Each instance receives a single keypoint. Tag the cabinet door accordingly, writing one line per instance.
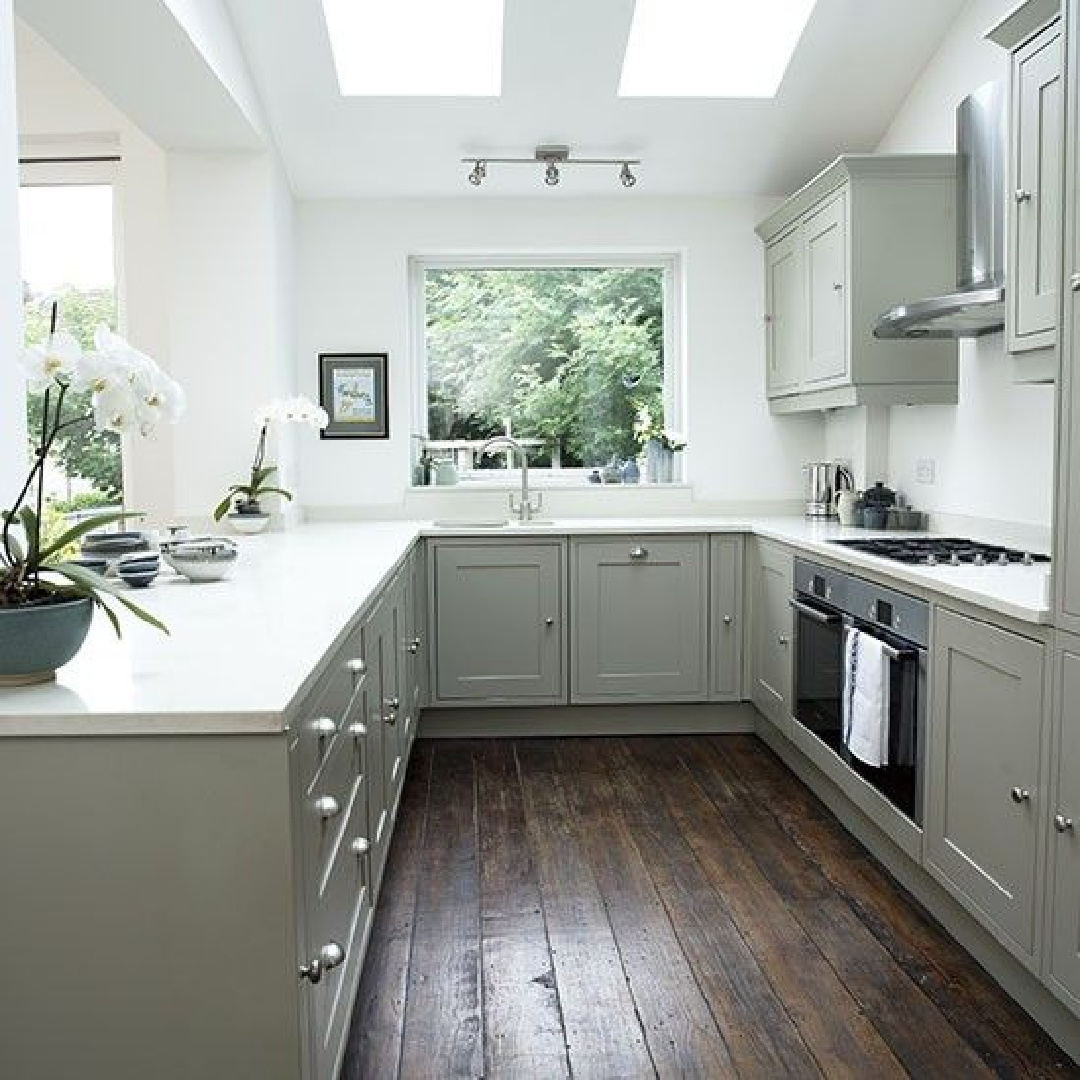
(826, 264)
(726, 618)
(1064, 917)
(499, 623)
(785, 313)
(985, 796)
(639, 619)
(770, 582)
(1038, 136)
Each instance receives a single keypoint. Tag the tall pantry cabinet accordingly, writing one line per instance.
(1062, 955)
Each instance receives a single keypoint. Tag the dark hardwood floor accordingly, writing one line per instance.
(624, 908)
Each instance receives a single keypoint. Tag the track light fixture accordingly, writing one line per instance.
(553, 159)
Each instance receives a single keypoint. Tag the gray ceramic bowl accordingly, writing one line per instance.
(203, 558)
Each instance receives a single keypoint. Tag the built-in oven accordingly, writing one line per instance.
(826, 604)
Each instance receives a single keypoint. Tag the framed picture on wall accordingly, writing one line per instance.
(352, 388)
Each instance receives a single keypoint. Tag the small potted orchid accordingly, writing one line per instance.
(661, 444)
(45, 603)
(247, 514)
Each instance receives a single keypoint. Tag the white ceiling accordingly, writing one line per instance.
(562, 62)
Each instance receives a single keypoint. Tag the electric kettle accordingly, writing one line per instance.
(823, 481)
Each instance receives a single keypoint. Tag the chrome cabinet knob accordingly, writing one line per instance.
(329, 957)
(324, 727)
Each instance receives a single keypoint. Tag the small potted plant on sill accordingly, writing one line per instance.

━━━

PROBLEM STATEMENT:
Convert every line of the records above into a numbered list, omitting blank lines and leaving out the picture.

RESPONSE TO THIS TASK:
1. Each instance receives a single keypoint. Tag the cabinet door accordingly, writing one line per instance.
2. (826, 264)
3. (726, 618)
4. (1064, 917)
5. (499, 623)
6. (785, 313)
7. (985, 796)
8. (639, 619)
9. (770, 582)
10. (1038, 136)
11. Each instance receives a single keypoint. Tag the tall pantry cabinet accordingly, writing one line per instance.
12. (1062, 955)
13. Each instance receives a single keypoint. Tag the dark hardwood floor accordingly, writing one line per instance.
14. (624, 908)
15. Each instance receives a single keypoint. Tag the track light fixture accordingly, writing one line per instance.
16. (553, 159)
17. Each instance receives a single keypoint. Tag the gray ceramic bowl accordingly, writing one line per instance.
18. (203, 558)
19. Each instance receives a single keypoint. Tag the built-in oven accordingly, writing one line per instance.
20. (826, 604)
21. Each instance receives a single keypoint. Tag the framed picture on wall accordingly, writing one line per instance.
22. (352, 388)
23. Each instance receives a single keypoint. Tag the small potted orchid accordingly, writing one line per instance.
24. (661, 444)
25. (45, 603)
26. (247, 514)
27. Each instance receives a single keypoint. Tag the white ceiling accordingly, writing one line per instance.
28. (562, 62)
29. Each instance receives a single keypoint. Tag the electric kettle accordingly, writing one line per instance.
30. (823, 481)
31. Each instance receives a single keypoint. Tag the chrome cabinet knob accordingly, writing one line per instance.
32. (329, 957)
33. (324, 727)
34. Each instance receives a single keypoint. Tag the small potted plant on sill accordingly, writing one line per instance.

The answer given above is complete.